▸ **What to do**: Repeat the entries below exactly and in full.

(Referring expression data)
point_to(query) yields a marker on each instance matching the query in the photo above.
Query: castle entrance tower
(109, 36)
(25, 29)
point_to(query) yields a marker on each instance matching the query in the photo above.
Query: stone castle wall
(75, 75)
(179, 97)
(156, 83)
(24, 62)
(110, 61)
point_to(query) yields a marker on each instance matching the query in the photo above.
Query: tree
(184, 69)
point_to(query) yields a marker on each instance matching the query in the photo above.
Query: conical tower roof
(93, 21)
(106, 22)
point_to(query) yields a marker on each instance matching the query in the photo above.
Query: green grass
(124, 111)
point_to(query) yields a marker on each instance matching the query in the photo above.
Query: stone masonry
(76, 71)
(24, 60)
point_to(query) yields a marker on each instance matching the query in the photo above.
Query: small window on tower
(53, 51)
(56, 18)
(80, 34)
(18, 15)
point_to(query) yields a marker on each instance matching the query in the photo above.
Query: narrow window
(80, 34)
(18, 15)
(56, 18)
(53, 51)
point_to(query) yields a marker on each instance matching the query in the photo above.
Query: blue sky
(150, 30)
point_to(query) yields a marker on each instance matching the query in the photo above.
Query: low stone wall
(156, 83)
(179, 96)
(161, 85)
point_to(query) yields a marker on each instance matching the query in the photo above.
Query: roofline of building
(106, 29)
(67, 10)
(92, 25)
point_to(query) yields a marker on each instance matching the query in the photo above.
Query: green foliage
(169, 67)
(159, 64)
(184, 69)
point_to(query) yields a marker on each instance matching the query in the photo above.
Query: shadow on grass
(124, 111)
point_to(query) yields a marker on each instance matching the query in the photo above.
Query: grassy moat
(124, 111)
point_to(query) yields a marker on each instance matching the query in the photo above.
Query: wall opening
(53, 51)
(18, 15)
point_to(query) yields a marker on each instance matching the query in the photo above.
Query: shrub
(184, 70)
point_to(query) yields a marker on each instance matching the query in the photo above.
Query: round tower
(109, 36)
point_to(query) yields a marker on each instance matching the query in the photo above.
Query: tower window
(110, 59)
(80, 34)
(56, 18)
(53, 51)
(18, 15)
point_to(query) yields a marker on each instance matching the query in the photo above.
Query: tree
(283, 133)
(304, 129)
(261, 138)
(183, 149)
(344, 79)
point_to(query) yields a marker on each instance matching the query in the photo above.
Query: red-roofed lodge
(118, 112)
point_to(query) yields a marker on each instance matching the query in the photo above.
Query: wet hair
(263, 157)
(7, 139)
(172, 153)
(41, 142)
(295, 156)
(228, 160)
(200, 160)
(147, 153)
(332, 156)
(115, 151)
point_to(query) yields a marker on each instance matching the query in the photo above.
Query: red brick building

▸ **Answer to this exercise**:
point_to(query) yields a marker on each instance matching the query in the photo above.
Query: castle entrance tower
(109, 36)
(25, 29)
point_to(query) yields a marker on each instance matching the query in the photo above.
Query: stone castle wall
(75, 75)
(179, 97)
(156, 83)
(24, 62)
(110, 61)
point_to(query) yields a marker on each instance matching the query in the photo above.
Query: tree
(184, 69)
point_to(query) yields a marker on each instance matching the query in the photo above.
Query: conical tower roof
(93, 21)
(106, 22)
point_to(query) yields a marker on each instance matching the query in the photo above.
Query: green grass
(124, 111)
point_to(query) yields a marker on each instance matching the query in the photo above.
Query: stone masonry
(76, 71)
(24, 60)
point_to(query) yields a marker on each instance matching the query in the photo above.
Query: small window on tower
(53, 51)
(56, 18)
(80, 34)
(18, 15)
point_to(query) yields a marker on each instance matching the query in the photo above.
Query: narrow window
(80, 34)
(18, 15)
(56, 18)
(53, 51)
point_to(query) yields a marker on each instance matching the query in the photo above.
Query: blue sky
(150, 30)
point_to(query) yields a marker on each instance matching the query in the photo above.
Query: low stone wall
(156, 83)
(179, 96)
(161, 85)
point_to(query) yields a marker on each instance matching the query in the photo above.
Query: roofline of building
(106, 29)
(67, 10)
(92, 25)
point_to(query) yields a marker on each instance matching the query in the photo above.
Query: green foliage
(169, 67)
(159, 64)
(184, 69)
point_to(query) yields a marker on each instance matching the query in the photo above.
Query: shadow on grass
(124, 111)
point_to(query) yields a marker on each instance matching the query in the photo above.
Query: grassy moat
(124, 111)
point_to(query) yields a marker on each instance matching the query in the photo above.
Query: wall opening
(53, 51)
(18, 15)
point_to(query) yields a marker on each instance matching the query in the photo above.
Query: shrub
(184, 70)
point_to(query) yields a marker on each instance matching the query in the photo above.
Query: round tower
(109, 36)
point_to(query) yields a marker on each instance matching the query in the photo above.
Query: tower window
(110, 59)
(80, 34)
(56, 18)
(53, 51)
(18, 15)
point_to(query) yields a marker on each instance matching the query in the photo above.
Query: tree
(283, 133)
(304, 129)
(261, 138)
(183, 149)
(344, 79)
point_to(query) yields a marker on each instance matching the query in the photo above.
Query: red-roofed lodge
(118, 112)
point_to(query) yields a marker on each instance matching the query in the photo above.
Query: wet hair
(263, 157)
(7, 139)
(172, 153)
(41, 142)
(295, 156)
(228, 160)
(200, 160)
(147, 153)
(332, 156)
(115, 151)
point_to(query) yields a marker on each instance matching the query in the photo above.
Query: red brick building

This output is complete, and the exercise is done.